[Dataset entries]
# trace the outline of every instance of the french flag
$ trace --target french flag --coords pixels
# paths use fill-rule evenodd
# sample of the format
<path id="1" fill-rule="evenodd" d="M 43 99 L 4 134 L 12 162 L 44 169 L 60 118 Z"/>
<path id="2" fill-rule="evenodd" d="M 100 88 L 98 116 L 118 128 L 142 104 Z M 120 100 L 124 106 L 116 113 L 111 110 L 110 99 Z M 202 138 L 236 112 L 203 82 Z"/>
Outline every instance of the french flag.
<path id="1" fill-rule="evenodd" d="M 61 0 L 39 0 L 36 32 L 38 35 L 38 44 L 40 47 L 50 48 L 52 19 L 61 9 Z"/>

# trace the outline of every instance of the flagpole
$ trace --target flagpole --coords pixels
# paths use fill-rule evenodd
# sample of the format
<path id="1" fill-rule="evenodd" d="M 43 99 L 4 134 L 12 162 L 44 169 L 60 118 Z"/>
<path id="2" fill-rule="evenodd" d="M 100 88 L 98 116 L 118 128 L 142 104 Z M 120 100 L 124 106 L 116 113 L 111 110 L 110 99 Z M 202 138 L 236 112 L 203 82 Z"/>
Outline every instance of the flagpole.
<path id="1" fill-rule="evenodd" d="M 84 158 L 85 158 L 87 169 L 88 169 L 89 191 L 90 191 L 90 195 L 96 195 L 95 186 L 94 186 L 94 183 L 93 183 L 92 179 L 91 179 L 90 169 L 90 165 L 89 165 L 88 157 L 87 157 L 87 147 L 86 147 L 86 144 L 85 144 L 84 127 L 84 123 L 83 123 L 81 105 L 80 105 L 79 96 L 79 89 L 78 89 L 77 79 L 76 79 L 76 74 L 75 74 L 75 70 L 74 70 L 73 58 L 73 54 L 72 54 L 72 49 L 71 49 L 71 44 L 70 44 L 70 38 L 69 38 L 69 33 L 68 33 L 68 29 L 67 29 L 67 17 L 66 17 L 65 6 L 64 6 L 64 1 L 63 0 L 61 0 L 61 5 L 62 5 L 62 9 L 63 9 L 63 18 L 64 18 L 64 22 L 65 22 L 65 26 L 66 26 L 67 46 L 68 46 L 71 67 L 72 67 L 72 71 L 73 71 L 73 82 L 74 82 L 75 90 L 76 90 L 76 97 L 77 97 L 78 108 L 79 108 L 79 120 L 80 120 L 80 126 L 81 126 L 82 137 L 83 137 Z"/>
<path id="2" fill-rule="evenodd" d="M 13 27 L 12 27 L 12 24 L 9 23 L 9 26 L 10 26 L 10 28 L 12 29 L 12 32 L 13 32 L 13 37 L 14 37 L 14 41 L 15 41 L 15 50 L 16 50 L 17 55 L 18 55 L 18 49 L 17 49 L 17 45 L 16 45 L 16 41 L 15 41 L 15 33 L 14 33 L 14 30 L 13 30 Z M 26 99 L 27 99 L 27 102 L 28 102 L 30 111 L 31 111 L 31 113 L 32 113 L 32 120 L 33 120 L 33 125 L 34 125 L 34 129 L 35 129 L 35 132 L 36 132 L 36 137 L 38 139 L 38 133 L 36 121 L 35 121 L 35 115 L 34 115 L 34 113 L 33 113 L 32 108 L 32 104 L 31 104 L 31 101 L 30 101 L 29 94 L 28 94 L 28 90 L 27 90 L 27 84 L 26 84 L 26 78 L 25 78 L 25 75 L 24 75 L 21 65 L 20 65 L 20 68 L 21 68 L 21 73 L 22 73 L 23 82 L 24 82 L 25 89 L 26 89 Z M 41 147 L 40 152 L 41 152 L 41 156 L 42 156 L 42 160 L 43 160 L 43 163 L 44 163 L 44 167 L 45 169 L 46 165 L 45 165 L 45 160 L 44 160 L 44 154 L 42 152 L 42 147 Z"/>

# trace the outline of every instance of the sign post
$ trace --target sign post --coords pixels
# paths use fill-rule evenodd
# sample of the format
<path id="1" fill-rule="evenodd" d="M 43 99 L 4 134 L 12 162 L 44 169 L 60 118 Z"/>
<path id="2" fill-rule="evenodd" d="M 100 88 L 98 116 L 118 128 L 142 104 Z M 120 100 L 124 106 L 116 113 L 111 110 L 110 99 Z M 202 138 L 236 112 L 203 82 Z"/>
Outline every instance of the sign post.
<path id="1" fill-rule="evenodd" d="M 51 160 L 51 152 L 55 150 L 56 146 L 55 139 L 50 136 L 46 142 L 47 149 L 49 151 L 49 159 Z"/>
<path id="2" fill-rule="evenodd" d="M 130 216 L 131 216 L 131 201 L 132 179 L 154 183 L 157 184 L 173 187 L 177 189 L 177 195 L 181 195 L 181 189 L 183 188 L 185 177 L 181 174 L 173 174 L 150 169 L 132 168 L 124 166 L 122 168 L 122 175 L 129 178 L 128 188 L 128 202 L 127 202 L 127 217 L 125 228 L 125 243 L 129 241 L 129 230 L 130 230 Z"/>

» **DIRECTION**
Update the records above by replacing every occurrence of "instance" with "occurrence" and leave everything else unchanged.

» **CORRECT RESULT**
# trace the outline of every occurrence of the french flag
$ trace --target french flag --coords pixels
# paths use fill-rule evenodd
# sample of the format
<path id="1" fill-rule="evenodd" d="M 43 99 L 4 134 L 12 162 L 44 169 L 60 118 Z"/>
<path id="2" fill-rule="evenodd" d="M 100 88 L 98 116 L 118 128 L 142 104 Z M 120 100 L 124 106 L 116 113 L 111 110 L 110 99 Z M 202 138 L 236 112 L 203 82 Z"/>
Outline every occurrence of the french flag.
<path id="1" fill-rule="evenodd" d="M 61 0 L 39 0 L 36 32 L 38 35 L 38 44 L 40 47 L 50 48 L 52 19 L 61 9 Z"/>

# trace the outline of every occurrence of the flagpole
$ trace --target flagpole --coords pixels
# paths use fill-rule evenodd
# sample of the format
<path id="1" fill-rule="evenodd" d="M 43 99 L 4 134 L 12 162 L 44 169 L 60 118 Z"/>
<path id="2" fill-rule="evenodd" d="M 100 88 L 98 116 L 118 128 L 142 104 Z M 120 100 L 124 106 L 116 113 L 111 110 L 110 99 Z M 202 138 L 236 112 L 203 82 Z"/>
Outline every occurrence of the flagpole.
<path id="1" fill-rule="evenodd" d="M 84 158 L 85 158 L 87 169 L 88 169 L 89 191 L 90 191 L 90 195 L 96 195 L 95 186 L 94 186 L 94 183 L 93 183 L 92 179 L 91 179 L 90 169 L 90 165 L 89 165 L 88 157 L 87 157 L 87 147 L 86 147 L 86 144 L 85 144 L 84 127 L 84 123 L 83 123 L 81 105 L 80 105 L 79 96 L 79 89 L 78 89 L 77 79 L 76 79 L 76 74 L 75 74 L 75 70 L 74 70 L 73 58 L 73 54 L 72 54 L 72 49 L 71 49 L 71 44 L 70 44 L 70 38 L 69 38 L 69 33 L 68 33 L 68 29 L 67 29 L 67 17 L 66 17 L 65 6 L 64 6 L 64 1 L 63 0 L 61 0 L 61 5 L 62 5 L 62 9 L 63 9 L 63 18 L 64 18 L 64 22 L 65 22 L 65 26 L 66 26 L 67 46 L 68 46 L 71 67 L 72 67 L 72 71 L 73 71 L 73 82 L 74 82 L 75 90 L 76 90 L 76 97 L 77 97 L 78 108 L 79 108 L 79 120 L 80 120 L 80 126 L 81 126 L 82 137 L 83 137 Z"/>
<path id="2" fill-rule="evenodd" d="M 13 27 L 12 27 L 12 24 L 9 23 L 9 26 L 10 26 L 10 28 L 12 29 L 12 32 L 13 32 L 13 37 L 14 37 L 14 41 L 15 41 L 15 50 L 16 50 L 17 55 L 18 55 L 18 49 L 17 49 L 17 45 L 16 45 L 16 41 L 15 41 L 15 33 L 14 33 L 14 30 L 13 30 Z M 26 99 L 27 99 L 27 102 L 28 102 L 30 111 L 31 111 L 31 113 L 32 113 L 32 120 L 33 120 L 33 125 L 34 125 L 34 129 L 35 129 L 35 132 L 36 132 L 36 137 L 38 139 L 38 133 L 36 121 L 35 121 L 35 115 L 34 115 L 34 113 L 33 113 L 32 108 L 32 104 L 31 104 L 31 101 L 30 101 L 29 94 L 28 94 L 28 90 L 27 90 L 27 84 L 26 84 L 26 78 L 25 78 L 25 75 L 24 75 L 21 65 L 20 65 L 20 68 L 21 68 L 21 73 L 22 73 L 23 82 L 24 82 L 25 89 L 26 89 Z M 41 147 L 40 152 L 41 152 L 41 156 L 42 156 L 42 160 L 43 160 L 43 163 L 44 163 L 44 167 L 45 169 L 46 165 L 45 165 L 45 160 L 44 160 L 44 154 L 42 152 L 42 147 Z"/>

# trace the outline of every occurrence of the sign post
$ trace --target sign post --coords pixels
# paths use fill-rule evenodd
# sample of the format
<path id="1" fill-rule="evenodd" d="M 43 99 L 4 134 L 12 162 L 44 169 L 60 118 Z"/>
<path id="2" fill-rule="evenodd" d="M 100 88 L 98 116 L 118 128 L 142 104 Z M 120 100 L 124 106 L 116 113 L 111 110 L 110 99 Z M 202 138 L 236 112 L 203 82 Z"/>
Outline every occurrence of the sign post.
<path id="1" fill-rule="evenodd" d="M 51 160 L 51 152 L 55 150 L 56 146 L 55 139 L 50 136 L 46 142 L 47 149 L 49 151 L 49 159 Z"/>
<path id="2" fill-rule="evenodd" d="M 130 216 L 131 216 L 131 201 L 132 179 L 154 183 L 157 184 L 173 187 L 177 189 L 177 195 L 181 195 L 181 189 L 183 188 L 185 177 L 181 174 L 173 174 L 150 169 L 132 168 L 124 166 L 122 168 L 122 175 L 129 178 L 128 188 L 128 202 L 127 202 L 127 217 L 125 228 L 125 243 L 129 241 L 129 230 L 130 230 Z"/>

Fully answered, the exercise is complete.